## Begin

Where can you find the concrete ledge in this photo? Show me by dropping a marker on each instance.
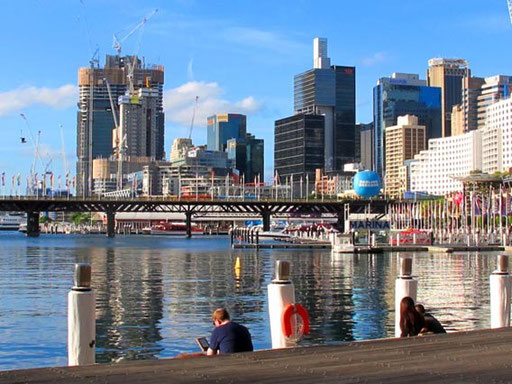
(476, 356)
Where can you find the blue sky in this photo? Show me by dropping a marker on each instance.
(238, 56)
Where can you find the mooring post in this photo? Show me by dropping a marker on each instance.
(500, 288)
(32, 224)
(81, 318)
(111, 223)
(281, 293)
(405, 285)
(188, 222)
(266, 220)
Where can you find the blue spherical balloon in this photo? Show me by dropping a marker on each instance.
(367, 184)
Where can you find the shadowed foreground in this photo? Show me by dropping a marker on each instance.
(465, 357)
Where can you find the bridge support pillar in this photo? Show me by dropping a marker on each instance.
(32, 224)
(188, 222)
(340, 224)
(266, 220)
(111, 223)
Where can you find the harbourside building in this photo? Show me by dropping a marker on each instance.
(299, 150)
(494, 89)
(403, 142)
(450, 75)
(329, 90)
(222, 127)
(367, 145)
(95, 122)
(436, 170)
(398, 95)
(497, 137)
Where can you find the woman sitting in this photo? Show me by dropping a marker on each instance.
(411, 321)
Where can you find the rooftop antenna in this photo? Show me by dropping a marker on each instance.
(193, 118)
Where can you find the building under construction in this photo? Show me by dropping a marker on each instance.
(124, 84)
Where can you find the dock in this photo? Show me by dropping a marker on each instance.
(482, 356)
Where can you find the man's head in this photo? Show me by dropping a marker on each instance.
(220, 316)
(420, 308)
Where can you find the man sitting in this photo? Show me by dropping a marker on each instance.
(228, 336)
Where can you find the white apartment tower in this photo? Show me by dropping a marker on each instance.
(435, 170)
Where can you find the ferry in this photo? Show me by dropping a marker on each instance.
(171, 228)
(11, 221)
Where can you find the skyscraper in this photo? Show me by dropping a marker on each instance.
(449, 75)
(95, 122)
(399, 95)
(224, 126)
(329, 91)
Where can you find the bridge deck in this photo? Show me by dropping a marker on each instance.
(466, 357)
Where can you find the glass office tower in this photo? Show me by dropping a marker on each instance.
(225, 126)
(399, 95)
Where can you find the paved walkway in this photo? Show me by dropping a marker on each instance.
(466, 357)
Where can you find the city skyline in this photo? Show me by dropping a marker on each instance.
(256, 79)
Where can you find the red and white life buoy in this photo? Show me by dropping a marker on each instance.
(290, 310)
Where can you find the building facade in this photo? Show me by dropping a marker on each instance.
(398, 95)
(95, 122)
(497, 137)
(435, 170)
(403, 142)
(449, 75)
(329, 90)
(299, 149)
(224, 126)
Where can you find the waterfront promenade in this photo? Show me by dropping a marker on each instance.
(466, 357)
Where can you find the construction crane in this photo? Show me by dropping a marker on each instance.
(117, 42)
(120, 145)
(193, 118)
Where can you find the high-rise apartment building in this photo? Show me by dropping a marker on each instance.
(436, 170)
(138, 130)
(403, 142)
(224, 126)
(494, 89)
(497, 137)
(95, 122)
(329, 90)
(398, 95)
(367, 143)
(449, 75)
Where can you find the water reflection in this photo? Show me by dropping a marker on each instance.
(155, 295)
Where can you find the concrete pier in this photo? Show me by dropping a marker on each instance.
(465, 357)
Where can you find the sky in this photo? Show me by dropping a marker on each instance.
(238, 56)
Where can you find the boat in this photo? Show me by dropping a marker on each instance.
(342, 243)
(11, 221)
(171, 228)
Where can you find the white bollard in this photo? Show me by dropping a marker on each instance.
(281, 293)
(81, 318)
(500, 285)
(405, 285)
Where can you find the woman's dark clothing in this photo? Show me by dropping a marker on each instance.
(412, 325)
(433, 325)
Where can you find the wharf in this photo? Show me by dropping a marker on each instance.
(482, 356)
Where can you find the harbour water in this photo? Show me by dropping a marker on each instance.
(156, 294)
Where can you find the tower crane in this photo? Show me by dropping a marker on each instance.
(193, 118)
(117, 42)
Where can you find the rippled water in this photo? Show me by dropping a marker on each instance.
(156, 294)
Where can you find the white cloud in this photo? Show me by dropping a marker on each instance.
(24, 97)
(377, 58)
(179, 103)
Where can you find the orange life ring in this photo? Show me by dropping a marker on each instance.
(287, 316)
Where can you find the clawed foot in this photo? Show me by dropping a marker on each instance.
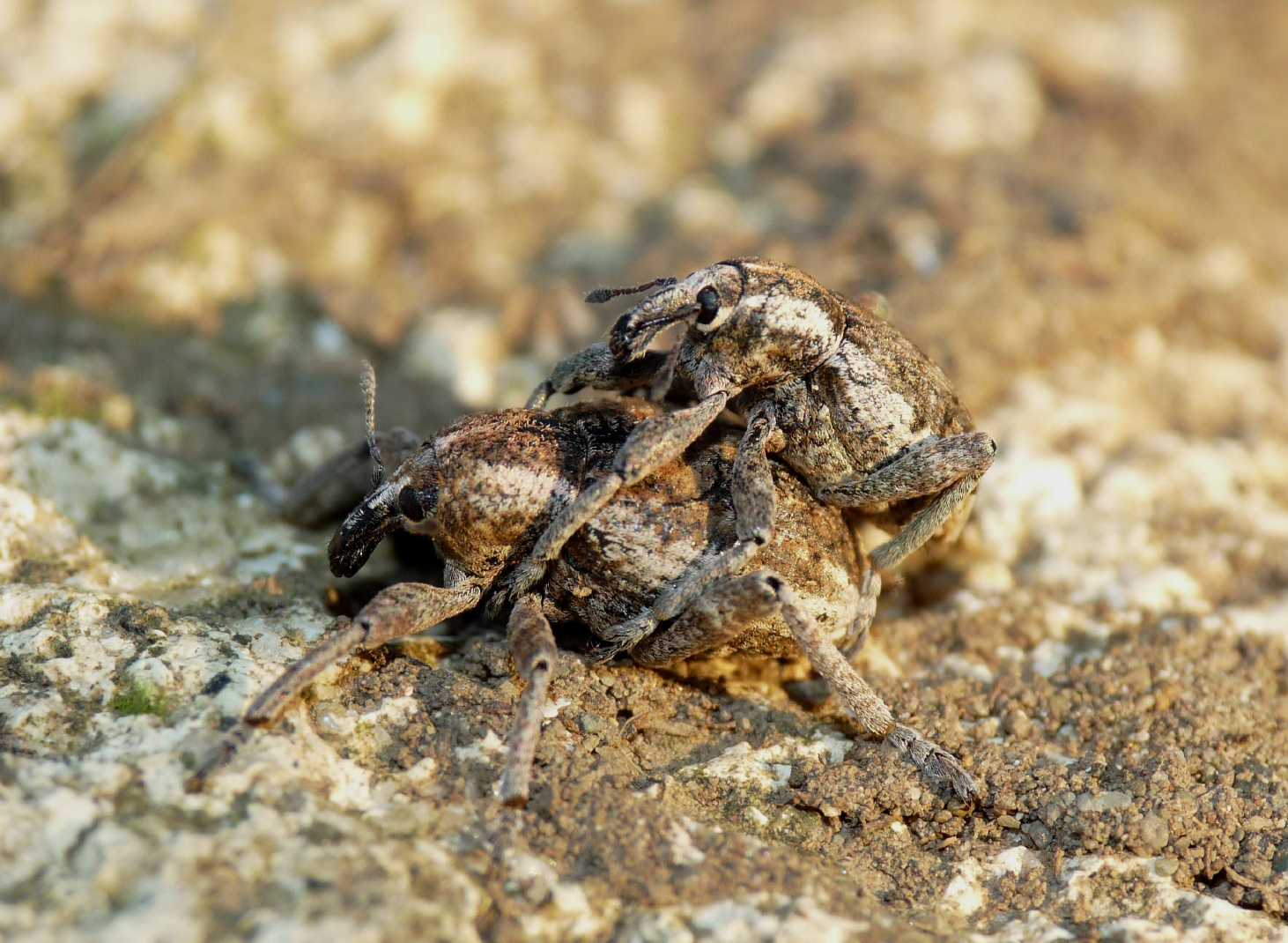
(936, 763)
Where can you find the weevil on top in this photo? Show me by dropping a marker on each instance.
(825, 382)
(485, 487)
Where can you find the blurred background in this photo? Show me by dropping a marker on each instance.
(298, 183)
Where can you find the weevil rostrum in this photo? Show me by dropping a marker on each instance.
(825, 384)
(485, 487)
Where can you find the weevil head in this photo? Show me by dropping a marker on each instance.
(751, 323)
(404, 499)
(482, 490)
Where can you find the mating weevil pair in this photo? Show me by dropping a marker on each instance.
(643, 524)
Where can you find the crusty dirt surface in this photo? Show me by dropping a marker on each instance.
(209, 214)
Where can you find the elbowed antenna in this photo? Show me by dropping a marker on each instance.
(601, 295)
(368, 395)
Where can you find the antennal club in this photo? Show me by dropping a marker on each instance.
(601, 295)
(368, 395)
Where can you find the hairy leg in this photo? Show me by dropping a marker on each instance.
(532, 646)
(736, 602)
(716, 616)
(755, 504)
(402, 610)
(598, 368)
(936, 763)
(948, 468)
(651, 445)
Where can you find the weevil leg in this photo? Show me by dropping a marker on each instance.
(870, 591)
(532, 646)
(948, 468)
(598, 368)
(402, 610)
(936, 763)
(719, 614)
(755, 504)
(735, 602)
(335, 486)
(651, 445)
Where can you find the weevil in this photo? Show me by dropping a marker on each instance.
(485, 487)
(825, 384)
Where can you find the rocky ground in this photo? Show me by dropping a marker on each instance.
(209, 212)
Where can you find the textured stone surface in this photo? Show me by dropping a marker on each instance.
(1077, 209)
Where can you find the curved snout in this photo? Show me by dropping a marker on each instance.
(635, 330)
(361, 532)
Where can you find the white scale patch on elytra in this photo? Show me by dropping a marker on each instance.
(866, 390)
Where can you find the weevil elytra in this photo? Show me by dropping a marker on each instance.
(827, 384)
(485, 487)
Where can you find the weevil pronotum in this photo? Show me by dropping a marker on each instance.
(485, 487)
(825, 384)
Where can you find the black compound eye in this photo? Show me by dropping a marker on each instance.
(409, 502)
(708, 301)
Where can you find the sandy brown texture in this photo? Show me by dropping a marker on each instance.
(211, 212)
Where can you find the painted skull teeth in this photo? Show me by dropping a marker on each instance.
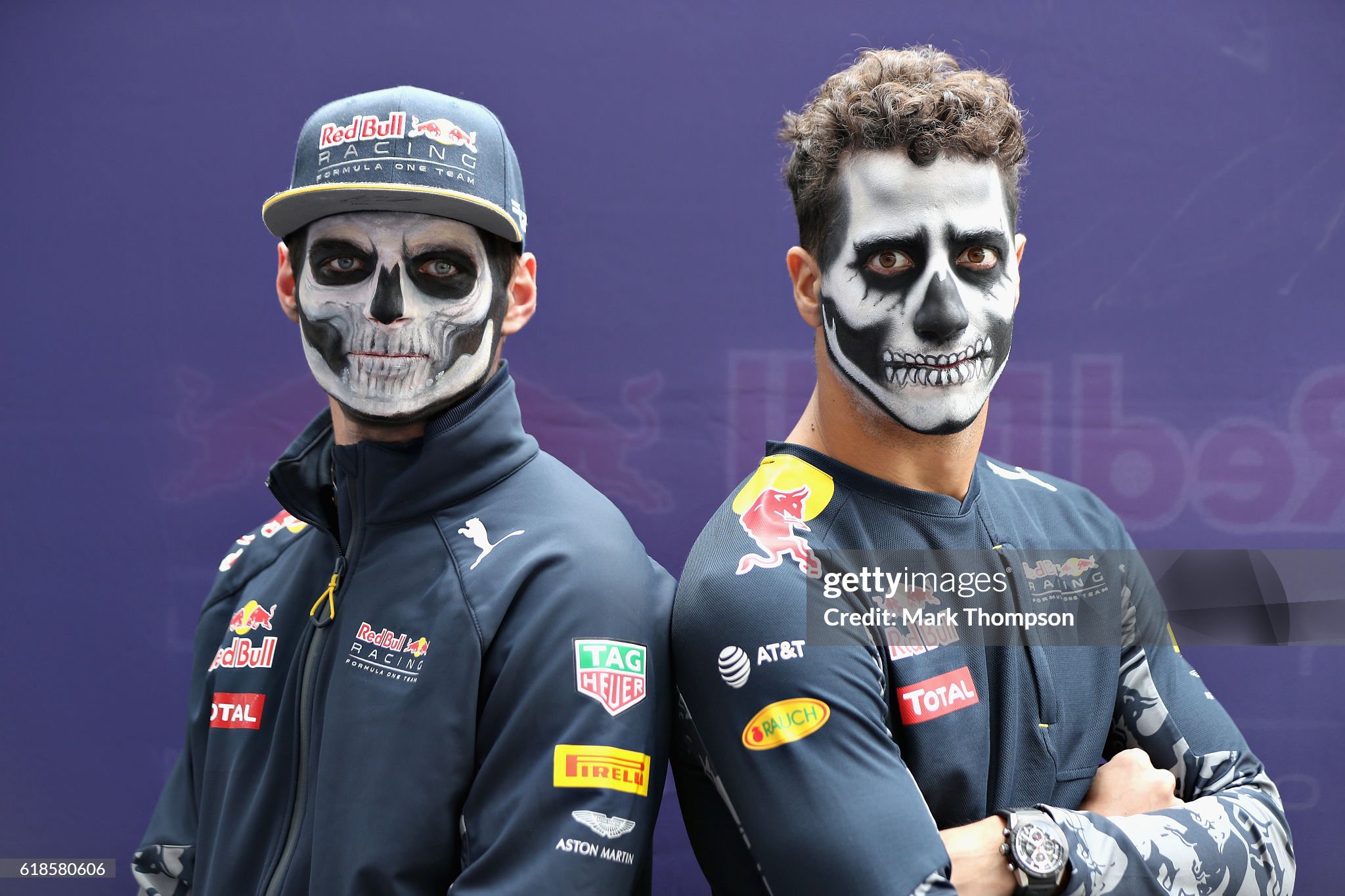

## End

> _Request_:
Convert all of the data above into a Markdown table with two columns, "No." for a running row number and "Entry" for each line, omitting blank lines. Leave the pictures out of the table.

> _Correct result_:
| No. | Entry |
|---|---|
| 1 | Where can you find the concrete ledge in this photo? Show me by dropping a marker on each instance. |
| 2 | (476, 356) |
| 3 | Where can you find the blue sky in this photo? Show me by dropping a marker on each instance. |
| 4 | (238, 56) |
| 5 | Where can you find the mooring post in this photo? Show me by dropping a marker on each instance. |
| 6 | (500, 288) |
| 7 | (32, 224) |
| 8 | (81, 318) |
| 9 | (111, 223) |
| 10 | (281, 293) |
| 11 | (405, 285) |
| 12 | (188, 222) |
| 13 | (266, 220) |
| 14 | Where can you find the blue spherical balloon in this photo? Show me by dropping a marker on each instance. |
| 15 | (367, 184) |
| 16 | Where can you find the shadowed foreground in this photo? Show me by dropping a marker on each instance. |
| 17 | (465, 357) |
| 18 | Where can you find the bridge support pillar in this photo? Show me by dropping a marker on each instance. |
| 19 | (32, 224) |
| 20 | (188, 222) |
| 21 | (340, 224) |
| 22 | (266, 220) |
| 23 | (111, 223) |
| 24 | Where can you find the harbourside building in this photo? Show me by dropping a marker on each instance. |
| 25 | (299, 150) |
| 26 | (494, 89) |
| 27 | (403, 142) |
| 28 | (450, 75) |
| 29 | (329, 90) |
| 30 | (222, 127) |
| 31 | (367, 145) |
| 32 | (95, 122) |
| 33 | (436, 170) |
| 34 | (398, 95) |
| 35 | (497, 137) |
| 36 | Where can you find the woman sitting in this photo? Show me by dropping a marker on each instance. |
| 37 | (411, 321) |
| 38 | Where can you find the rooftop antenna in this photo? Show me by dropping a marker on each instance. |
| 39 | (193, 118) |
| 40 | Where can you find the building under construction in this photo? Show me by dropping a marker on each instance. |
| 41 | (124, 84) |
| 42 | Where can you find the dock in this photo? Show me by dropping a marker on each instance. |
| 43 | (482, 356) |
| 44 | Where can you find the man's head in this photo? Show me by dropping a marker on each instance. |
| 45 | (220, 316) |
| 46 | (420, 308) |
| 47 | Where can you find the man sitting in this photo? Show me by dropping a marker on each instance. |
| 48 | (228, 336) |
| 49 | Where can you find the white apartment tower in this photo? Show me by dropping a marker on each instance. |
| 50 | (435, 170) |
| 51 | Where can you find the ferry in this photo? Show me by dropping a marker on each instance. |
| 52 | (171, 228) |
| 53 | (11, 221) |
| 54 | Where can you find the skyscraper in this photo? Show me by dropping a marker on each instance. |
| 55 | (449, 75) |
| 56 | (95, 122) |
| 57 | (399, 95) |
| 58 | (224, 126) |
| 59 | (329, 91) |
| 60 | Where can you find the bridge deck in this photo? Show me by dropping a marker on each instance. |
| 61 | (466, 357) |
| 62 | Where can you find the glass office tower in this photo? Show me by dropping a marker on each instance. |
| 63 | (225, 126) |
| 64 | (399, 95) |
| 65 | Where can you find the paved walkway in this photo? Show me by dropping a marker on each instance. |
| 66 | (466, 357) |
| 67 | Where can you find the city skyline in this photo? Show me by dropping a marker on each instance. |
| 68 | (256, 79) |
| 69 | Where can you find the red and white life buoy in this photo? Show me by dropping a marker on each instance. |
| 70 | (290, 310) |
| 71 | Where can you find the building facade in this photo? Show me by dropping a marker on each instance. |
| 72 | (398, 95) |
| 73 | (95, 122) |
| 74 | (497, 137) |
| 75 | (435, 170) |
| 76 | (403, 142) |
| 77 | (449, 75) |
| 78 | (329, 90) |
| 79 | (299, 149) |
| 80 | (224, 126) |
| 81 | Where can you find the waterfront promenade in this photo? Show me by dropping a marker on each instance. |
| 82 | (466, 357) |
| 83 | Where can you find the construction crane in this photo? Show me by dropping a marker on each instance. |
| 84 | (117, 42) |
| 85 | (120, 145) |
| 86 | (193, 118) |
| 87 | Where can you find the high-rise apartment building in this photo? Show me by dropping a marker on each instance. |
| 88 | (436, 170) |
| 89 | (138, 130) |
| 90 | (403, 142) |
| 91 | (224, 126) |
| 92 | (494, 89) |
| 93 | (497, 137) |
| 94 | (95, 122) |
| 95 | (329, 90) |
| 96 | (398, 95) |
| 97 | (367, 143) |
| 98 | (449, 75) |
| 99 | Where can you find the water reflection in this photo? Show me by dropping a marker on each instance. |
| 100 | (155, 295) |
| 101 | Where can you find the concrete pier in this photo? Show me by dropping a marker on each instance. |
| 102 | (465, 357) |
| 103 | Where can you find the sky in this photo? Show me by dropping a marker on each instance. |
| 104 | (238, 56) |
| 105 | Where can you find the boat in this photo? Show me by dropping a marker on each instance. |
| 106 | (342, 243) |
| 107 | (11, 221) |
| 108 | (171, 228) |
| 109 | Where can you find the white bollard in this photo? Show me by dropping a marker on each instance. |
| 110 | (281, 293) |
| 111 | (81, 318) |
| 112 | (500, 285) |
| 113 | (405, 285) |
| 114 | Where can you find the woman's dark clothing in this photo? Show me by dropping a marker on each instance. |
| 115 | (412, 325) |
| 116 | (433, 325) |
| 117 | Where can you find the wharf in this photo? Show me by dropping a marker on each instance. |
| 118 | (482, 356) |
| 119 | Where can you find the harbour water in this photo? Show me by dropping a marker on each instance. |
| 120 | (156, 294) |
| 121 | Where can you find the tower crane in this photo? Show me by dropping a marker on each instance. |
| 122 | (193, 118) |
| 123 | (117, 42) |
| 124 | Where can you find the rippled water in this photo? Show me by dropping a marker on each instance. |
| 125 | (156, 294) |
| 126 | Where can you find the white cloud in this photo? Show me by dropping a marker on each instance. |
| 127 | (24, 97) |
| 128 | (377, 58) |
| 129 | (179, 103) |
| 130 | Where can you find the orange life ring in this photo? Show me by dropping a marker on each instance. |
| 131 | (287, 316) |
| 132 | Where can you find the clawed foot in this photo? Show me by dropping a marker on each instance. |
| 133 | (936, 763) |
| 134 | Where can you find the weevil on top in this photo? Show me by dropping a marker on each instance. |
| 135 | (825, 382) |
| 136 | (485, 487) |
| 137 | Where can you find the blurred background in this photo? Show me by dropping a marker on each instance. |
| 138 | (298, 183) |
| 139 | Where can you find the weevil rostrum in this photo? Show me by dropping a marker on each instance. |
| 140 | (825, 384) |
| 141 | (485, 487) |
| 142 | Where can you find the weevil head in this photo? Show me by dropping a marker on each instance. |
| 143 | (751, 323) |
| 144 | (404, 499) |
| 145 | (482, 490) |
| 146 | Where can you find the mating weevil pair in this photo? Show me by dropping a marker on each instance. |
| 147 | (643, 524) |
| 148 | Where can you find the crusty dirt surface in this photo? Show me by dropping a marker on each instance. |
| 149 | (209, 214) |
| 150 | Where can you find the elbowed antenna in this photo? Show me by dropping a marker on each instance. |
| 151 | (601, 295) |
| 152 | (368, 395) |
| 153 | Where can you find the antennal club in this photo? Show me by dropping a marker on each instance. |
| 154 | (601, 295) |
| 155 | (368, 395) |
| 156 | Where can you find the hairy leg in this photo? Show me by dropping a marker on each instance. |
| 157 | (532, 646) |
| 158 | (736, 602) |
| 159 | (716, 616) |
| 160 | (755, 504) |
| 161 | (402, 610) |
| 162 | (598, 368) |
| 163 | (936, 763) |
| 164 | (948, 468) |
| 165 | (651, 445) |
| 166 | Where can you find the weevil leg in this photo? Show me by dropping a marker on each instance. |
| 167 | (870, 591) |
| 168 | (532, 646) |
| 169 | (948, 468) |
| 170 | (598, 368) |
| 171 | (402, 610) |
| 172 | (936, 763) |
| 173 | (719, 614) |
| 174 | (755, 504) |
| 175 | (735, 602) |
| 176 | (335, 486) |
| 177 | (651, 445) |
| 178 | Where can you find the weevil in this photo? Show me by dropping a marker on each instance. |
| 179 | (485, 487) |
| 180 | (825, 384) |
| 181 | Where can you find the rocky ground in this photo? Show me by dropping a marker on each instance. |
| 182 | (209, 212) |
| 183 | Where can you find the textured stone surface in this photo? Show me by dropping a marker on each instance. |
| 184 | (1077, 209) |
| 185 | Where can you find the curved snout in this photo? Show me by dropping a marker on each instance. |
| 186 | (635, 330) |
| 187 | (361, 532) |
| 188 | Where can you find the white scale patch on elytra in this photo? Show me by dropping a marker on each instance. |
| 189 | (866, 390) |
| 190 | Where can you find the weevil elytra in this photo? Show me by dropping a marker on each instance. |
| 191 | (827, 384) |
| 192 | (485, 487) |
| 193 | Where can you find the weevil pronotum in this photo? Show me by dropping a marker on each instance. |
| 194 | (485, 487) |
| 195 | (825, 384) |
| 196 | Where can you find the black compound eye in this photo? Show me by dropping a marker on each instance. |
| 197 | (409, 502) |
| 198 | (708, 301) |
| 199 | Where can you find the sandy brown texture in this photo? Show me by dropping a marker on each instance. |
| 200 | (211, 212) |
| 201 | Where can you find the painted skull teeth in this photo? Show me by dropping a marker on each instance. |